§ **PROBLEM**: In the items below, swap "rough mask" for "coarse mask" wherever it occurs and write the items out again with nothing else changed. Leave the pictures out of your answer.

§ **DATASET**:
--------------------
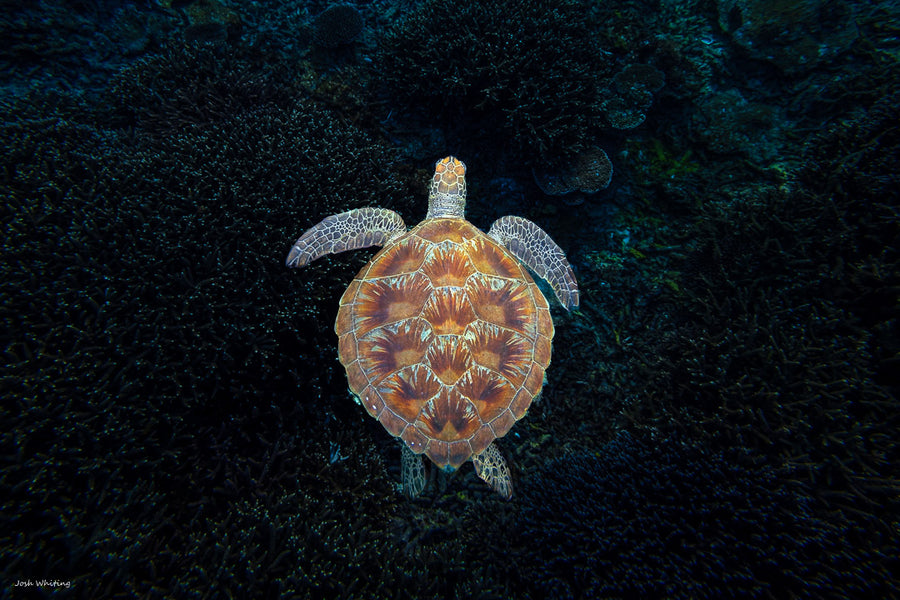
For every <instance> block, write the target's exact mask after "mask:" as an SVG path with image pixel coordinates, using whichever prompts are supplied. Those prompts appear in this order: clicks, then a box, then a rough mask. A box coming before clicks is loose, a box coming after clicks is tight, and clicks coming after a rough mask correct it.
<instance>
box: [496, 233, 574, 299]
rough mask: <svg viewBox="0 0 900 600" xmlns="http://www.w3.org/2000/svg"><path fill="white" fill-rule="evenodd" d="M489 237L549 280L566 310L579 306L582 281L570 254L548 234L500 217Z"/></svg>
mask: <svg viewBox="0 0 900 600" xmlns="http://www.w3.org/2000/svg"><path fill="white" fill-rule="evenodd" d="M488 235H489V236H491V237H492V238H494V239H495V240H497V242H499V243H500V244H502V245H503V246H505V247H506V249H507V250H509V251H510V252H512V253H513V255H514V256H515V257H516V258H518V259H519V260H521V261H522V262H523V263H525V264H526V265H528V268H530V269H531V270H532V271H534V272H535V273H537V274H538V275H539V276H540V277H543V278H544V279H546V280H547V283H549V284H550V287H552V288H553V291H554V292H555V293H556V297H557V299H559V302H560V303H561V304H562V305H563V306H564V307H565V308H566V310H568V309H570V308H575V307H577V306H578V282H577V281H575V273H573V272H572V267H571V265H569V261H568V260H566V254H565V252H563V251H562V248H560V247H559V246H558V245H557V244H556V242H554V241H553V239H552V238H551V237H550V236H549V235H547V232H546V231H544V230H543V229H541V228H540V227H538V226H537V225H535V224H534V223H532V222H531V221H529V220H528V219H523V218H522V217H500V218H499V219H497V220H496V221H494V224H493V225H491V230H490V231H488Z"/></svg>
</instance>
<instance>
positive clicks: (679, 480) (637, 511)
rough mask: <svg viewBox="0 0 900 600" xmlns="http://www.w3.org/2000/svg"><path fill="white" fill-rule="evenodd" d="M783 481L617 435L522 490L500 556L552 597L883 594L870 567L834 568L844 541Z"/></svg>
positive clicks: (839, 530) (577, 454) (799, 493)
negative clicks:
--------------------
§ **RESPONSE TO THE EXERCISE**:
For every <instance> block, write the target's exact mask after "mask:" as an SVG path with image pixel coordinates, using whichever prompts are supplied. Those prompts appear in this order: clicks, then a box, then a coarse mask. A box coming before clicks is loose, a box coming after clicks is tight, and clicks coming after a coarse mask correct it.
<instance>
box: [496, 233, 574, 299]
coarse mask: <svg viewBox="0 0 900 600" xmlns="http://www.w3.org/2000/svg"><path fill="white" fill-rule="evenodd" d="M489 237L549 280L566 310L579 306L582 281L570 254L548 234L500 217Z"/></svg>
mask: <svg viewBox="0 0 900 600" xmlns="http://www.w3.org/2000/svg"><path fill="white" fill-rule="evenodd" d="M488 235H489V236H491V237H492V238H494V239H495V240H497V242H499V243H500V244H502V245H503V246H505V247H506V249H507V250H509V251H510V252H512V253H513V255H514V256H515V257H516V258H518V259H519V260H521V261H522V262H523V263H525V264H526V265H528V268H530V269H531V270H532V271H534V272H535V273H537V274H538V275H539V276H540V277H543V278H544V279H546V280H547V283H549V284H550V287H552V288H553V291H554V292H555V293H556V297H557V299H559V302H560V303H561V304H562V305H563V306H564V307H565V308H566V310H568V309H570V308H575V307H577V306H578V282H577V281H575V273H573V272H572V267H571V265H569V261H568V260H566V254H565V252H563V251H562V248H560V247H559V246H558V245H557V244H556V242H554V241H553V239H552V238H551V237H550V236H549V235H547V232H546V231H544V230H543V229H541V228H540V227H538V226H537V225H535V224H534V223H532V222H531V221H529V220H528V219H523V218H522V217H500V218H499V219H497V220H496V221H494V224H493V225H491V230H490V231H488Z"/></svg>
</instance>
<instance>
positive clicks: (679, 480) (637, 511)
coarse mask: <svg viewBox="0 0 900 600" xmlns="http://www.w3.org/2000/svg"><path fill="white" fill-rule="evenodd" d="M783 481L617 435L522 490L500 556L552 597L883 594L870 567L834 568L844 541Z"/></svg>
positive clicks: (839, 530) (577, 454) (799, 493)
negative clicks:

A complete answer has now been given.